## Task requirements
How many lines of the entries hold the string "just"? Reply with the number alone.

*** Opening of Supplied entries ***

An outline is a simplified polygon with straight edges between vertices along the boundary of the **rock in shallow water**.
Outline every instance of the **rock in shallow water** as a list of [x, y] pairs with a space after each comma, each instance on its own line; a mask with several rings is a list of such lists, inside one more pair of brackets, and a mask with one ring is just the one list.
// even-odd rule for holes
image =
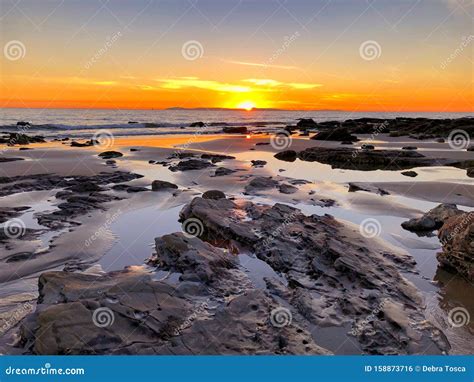
[[403, 222], [402, 227], [407, 231], [431, 232], [441, 228], [445, 220], [462, 212], [455, 204], [440, 204], [419, 218]]

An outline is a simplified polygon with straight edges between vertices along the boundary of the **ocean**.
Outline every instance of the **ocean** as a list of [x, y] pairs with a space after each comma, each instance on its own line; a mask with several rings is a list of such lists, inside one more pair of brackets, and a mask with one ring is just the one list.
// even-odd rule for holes
[[[288, 110], [228, 110], [228, 109], [0, 109], [1, 131], [18, 131], [45, 137], [90, 137], [95, 131], [106, 129], [115, 136], [218, 133], [222, 127], [247, 126], [250, 131], [272, 131], [294, 125], [299, 118], [313, 118], [317, 122], [343, 121], [362, 117], [395, 118], [460, 118], [474, 113], [427, 112], [347, 112], [347, 111], [288, 111]], [[29, 127], [18, 127], [17, 122], [29, 122]], [[189, 127], [202, 121], [208, 126]], [[133, 123], [130, 123], [133, 122]]]

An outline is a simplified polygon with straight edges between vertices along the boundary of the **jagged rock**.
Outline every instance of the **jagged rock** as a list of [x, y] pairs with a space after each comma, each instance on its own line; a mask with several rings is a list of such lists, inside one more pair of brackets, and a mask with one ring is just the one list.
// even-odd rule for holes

*** Close of Supplied entries ***

## Written response
3